***** TEXTABSCHNITT *****

Auffangbecken für Talente: Das Storchennest hat sich zum Landeplatz für Jungs entwickelt, die zu früh zu hoch gehandelt wurden und anschließend zum Sink- statt zum Höhenflug ansetzten. In der Kieler Nestwärme sollen sie ihre Flugtauglichkeit im zweiten Anlauf nachweisen. Das klappt mal besser, mal schlechter. Der einstige U20-Nationalspieler Fabian Reese, der sich auf Schalke nicht durchsetzte, ist in Kiel zu einem der besten Flügelspieler der Liga gereift. Der ehemalige Juniorennationalspieler Finn Porath dagegen, einst beim Hamburger SV mit Vorschusslorbeeren bedacht, ist bei den Störchen noch nicht so richtig abgehoben. Im Norden gelandet ist vor einem Jahr Steven Skrzybski, der einst bei Union Berlin groß aufspielte, anschließend in Schalke aber nicht zum Zuge kam. Mit nur vier Treffern gestaltete sich die erste Saison des Stürmers in Kiel allerdings nicht so überragend.

Die aktuelle Nachwuchshoffnung: Der jüngste Storch, der den Abflug im zweiten Versuch schaffen will, heißt Fiete Arp. Beim Hamburger SV einst als eines der größten deutschen Talente gehandelt, ging er schon 2019 zum FC Bayern, schaffte er es dort aber nur in die Zweitvertretung. Die Kieler liehen den Offensivspieler bereits im vergangenen Jahr aus und verpflichteten ihn im Sommer fest. Obwohl seine erste Saison im Unterhaus bestenfalls durchwachsen lief, nur neun Startelf-Einsätze und zwei Treffer. Rapp und Stöver glauben jedoch weiter an ihn.

Der Gereifte: Auch aus dem nunmehr 31-jährige Lewis Holtby ist nie das geworden, was ihm in jungen Jahren nachgesagt worden war. Aus Mainz ist der Offensivquirl noch als Leadsänger einer skurrilen Jubel-Kombo in Erinnerung, mit André Schürrle und Adam Szalai als Begleiter. Anschließend auf Schalke, bei Tottenham, Fulham, dem HSV oder in Blackburn hatte Holtby weniger Anlässe zum Feiern. In Kiel liefert der dreimalige Nationalspieler, mittlerweile zentraler Mittelfeldspieler, laut "11 Freunde" nun ein "beeindruckendes Spätwerk" ab. Die Kollegen vom "Kicker" schätzen ihn offenbar nicht so hoch ein: In ihrer Sommer-Rangliste taucht Holtby nicht auf.

***** ANGEZEIGTE EINTRÄGE *****

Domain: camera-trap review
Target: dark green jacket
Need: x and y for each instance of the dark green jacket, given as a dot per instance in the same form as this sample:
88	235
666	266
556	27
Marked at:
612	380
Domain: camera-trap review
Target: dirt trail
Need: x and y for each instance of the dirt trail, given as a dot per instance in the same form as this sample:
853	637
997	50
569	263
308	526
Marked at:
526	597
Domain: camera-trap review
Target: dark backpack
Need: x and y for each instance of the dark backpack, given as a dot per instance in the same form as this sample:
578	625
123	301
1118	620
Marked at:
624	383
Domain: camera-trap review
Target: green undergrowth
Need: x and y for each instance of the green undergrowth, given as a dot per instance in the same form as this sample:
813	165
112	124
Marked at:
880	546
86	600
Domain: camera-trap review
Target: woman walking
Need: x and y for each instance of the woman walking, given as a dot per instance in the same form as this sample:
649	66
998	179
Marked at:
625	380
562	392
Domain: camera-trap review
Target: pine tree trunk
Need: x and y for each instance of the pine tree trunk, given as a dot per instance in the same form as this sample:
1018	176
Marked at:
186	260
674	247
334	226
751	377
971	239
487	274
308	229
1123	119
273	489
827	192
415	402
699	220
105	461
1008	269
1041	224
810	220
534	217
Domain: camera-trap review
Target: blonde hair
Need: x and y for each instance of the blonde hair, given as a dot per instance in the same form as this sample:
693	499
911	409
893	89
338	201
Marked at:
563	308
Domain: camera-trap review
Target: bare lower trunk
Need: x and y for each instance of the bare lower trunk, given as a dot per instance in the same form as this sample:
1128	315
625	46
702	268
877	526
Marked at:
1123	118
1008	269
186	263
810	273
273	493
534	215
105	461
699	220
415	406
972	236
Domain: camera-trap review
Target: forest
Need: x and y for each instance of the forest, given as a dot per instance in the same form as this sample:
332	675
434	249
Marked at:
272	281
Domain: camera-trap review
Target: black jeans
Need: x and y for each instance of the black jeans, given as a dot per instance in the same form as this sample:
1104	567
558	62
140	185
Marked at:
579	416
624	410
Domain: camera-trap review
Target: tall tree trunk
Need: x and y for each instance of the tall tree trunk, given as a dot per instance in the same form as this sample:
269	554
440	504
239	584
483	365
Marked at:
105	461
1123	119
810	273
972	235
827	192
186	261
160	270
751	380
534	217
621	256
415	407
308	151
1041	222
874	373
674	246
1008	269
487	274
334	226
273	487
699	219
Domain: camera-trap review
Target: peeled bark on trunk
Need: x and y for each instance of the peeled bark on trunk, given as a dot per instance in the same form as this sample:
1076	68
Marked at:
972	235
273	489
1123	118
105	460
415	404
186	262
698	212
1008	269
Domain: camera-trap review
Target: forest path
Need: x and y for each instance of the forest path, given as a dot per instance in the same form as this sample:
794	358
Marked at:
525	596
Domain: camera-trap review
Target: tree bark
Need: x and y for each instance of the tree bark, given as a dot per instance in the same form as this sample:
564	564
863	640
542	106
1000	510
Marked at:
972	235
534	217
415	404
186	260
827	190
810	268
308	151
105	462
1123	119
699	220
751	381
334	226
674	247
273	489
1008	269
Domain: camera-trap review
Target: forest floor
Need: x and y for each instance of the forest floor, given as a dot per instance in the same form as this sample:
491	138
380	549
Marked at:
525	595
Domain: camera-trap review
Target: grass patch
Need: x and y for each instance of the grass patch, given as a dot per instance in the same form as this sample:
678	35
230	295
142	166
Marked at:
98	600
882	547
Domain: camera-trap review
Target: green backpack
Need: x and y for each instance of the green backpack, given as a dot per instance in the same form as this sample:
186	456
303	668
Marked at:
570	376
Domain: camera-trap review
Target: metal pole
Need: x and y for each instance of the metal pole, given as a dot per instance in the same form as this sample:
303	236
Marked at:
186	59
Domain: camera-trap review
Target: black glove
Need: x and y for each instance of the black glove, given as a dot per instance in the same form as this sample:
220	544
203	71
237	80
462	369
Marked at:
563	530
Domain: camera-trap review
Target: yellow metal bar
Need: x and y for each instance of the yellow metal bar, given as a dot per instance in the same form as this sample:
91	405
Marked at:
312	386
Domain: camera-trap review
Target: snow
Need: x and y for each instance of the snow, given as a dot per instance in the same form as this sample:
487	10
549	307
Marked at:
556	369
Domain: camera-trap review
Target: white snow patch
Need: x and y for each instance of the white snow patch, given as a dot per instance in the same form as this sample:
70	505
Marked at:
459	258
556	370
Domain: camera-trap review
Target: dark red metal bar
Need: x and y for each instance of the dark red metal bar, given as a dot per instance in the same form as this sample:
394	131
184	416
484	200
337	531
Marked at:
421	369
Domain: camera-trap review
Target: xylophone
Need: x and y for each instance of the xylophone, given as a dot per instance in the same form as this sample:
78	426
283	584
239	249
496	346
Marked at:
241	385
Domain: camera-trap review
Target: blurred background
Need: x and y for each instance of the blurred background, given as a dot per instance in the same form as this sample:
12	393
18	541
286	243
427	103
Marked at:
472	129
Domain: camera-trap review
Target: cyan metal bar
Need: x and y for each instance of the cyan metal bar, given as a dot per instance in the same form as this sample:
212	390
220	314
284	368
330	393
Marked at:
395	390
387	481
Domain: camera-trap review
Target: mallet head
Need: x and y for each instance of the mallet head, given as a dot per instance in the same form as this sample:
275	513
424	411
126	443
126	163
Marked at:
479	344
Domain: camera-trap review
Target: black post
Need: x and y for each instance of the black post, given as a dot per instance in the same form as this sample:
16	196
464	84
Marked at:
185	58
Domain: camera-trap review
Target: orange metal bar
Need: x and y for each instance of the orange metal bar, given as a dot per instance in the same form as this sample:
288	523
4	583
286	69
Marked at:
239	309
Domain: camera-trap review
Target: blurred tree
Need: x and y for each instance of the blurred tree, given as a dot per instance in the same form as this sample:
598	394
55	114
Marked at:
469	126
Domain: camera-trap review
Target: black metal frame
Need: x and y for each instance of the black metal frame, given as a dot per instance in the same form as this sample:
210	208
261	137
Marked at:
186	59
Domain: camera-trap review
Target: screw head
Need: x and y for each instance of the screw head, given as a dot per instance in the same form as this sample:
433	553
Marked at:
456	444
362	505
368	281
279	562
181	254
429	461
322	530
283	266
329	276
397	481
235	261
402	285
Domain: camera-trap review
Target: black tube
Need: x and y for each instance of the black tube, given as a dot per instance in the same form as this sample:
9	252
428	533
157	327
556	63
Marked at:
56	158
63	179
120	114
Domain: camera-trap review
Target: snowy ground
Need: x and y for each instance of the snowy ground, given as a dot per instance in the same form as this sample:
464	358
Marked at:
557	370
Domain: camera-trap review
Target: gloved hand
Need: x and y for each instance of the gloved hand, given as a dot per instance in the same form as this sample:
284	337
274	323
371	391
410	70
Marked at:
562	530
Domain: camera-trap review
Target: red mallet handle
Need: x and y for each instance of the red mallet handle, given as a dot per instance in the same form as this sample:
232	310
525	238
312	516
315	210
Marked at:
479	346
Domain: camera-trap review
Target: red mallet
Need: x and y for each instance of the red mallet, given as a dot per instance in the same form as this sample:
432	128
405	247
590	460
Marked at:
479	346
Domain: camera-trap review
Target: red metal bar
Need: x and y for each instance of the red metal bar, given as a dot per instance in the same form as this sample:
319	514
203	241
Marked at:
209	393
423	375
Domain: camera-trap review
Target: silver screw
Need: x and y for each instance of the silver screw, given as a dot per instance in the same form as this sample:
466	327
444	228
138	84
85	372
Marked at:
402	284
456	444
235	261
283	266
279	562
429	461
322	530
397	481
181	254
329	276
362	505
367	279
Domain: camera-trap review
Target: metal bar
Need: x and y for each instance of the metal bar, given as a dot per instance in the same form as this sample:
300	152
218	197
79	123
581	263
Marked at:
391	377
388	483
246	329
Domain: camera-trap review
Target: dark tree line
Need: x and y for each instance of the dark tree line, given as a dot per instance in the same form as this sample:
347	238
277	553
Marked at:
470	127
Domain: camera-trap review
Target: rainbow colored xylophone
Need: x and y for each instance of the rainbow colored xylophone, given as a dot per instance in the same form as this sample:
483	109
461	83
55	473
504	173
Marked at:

*****

ZU ERLEDIGENDE AUFGABEN:
1) Wie viele Treffer erzielte Steven Skrzybski laut dem Textabschnitt über die Kieler Spieler in seiner ersten Saison in Kiel?
2) Sammle aus den Einträgen jede Zeile, die das Wort „blurred“ enthält.

ERGEBNISSE JE AUFGABE:
1) Er erzielte nur vier Treffer.

2)
Target: blurred background
Need: x and y for each instance of the blurred background, given as a dot per instance in the same form as this sample:
Target: blurred tree
Need: x and y for each instance of the blurred tree, given as a dot per instance in the same form as this sample:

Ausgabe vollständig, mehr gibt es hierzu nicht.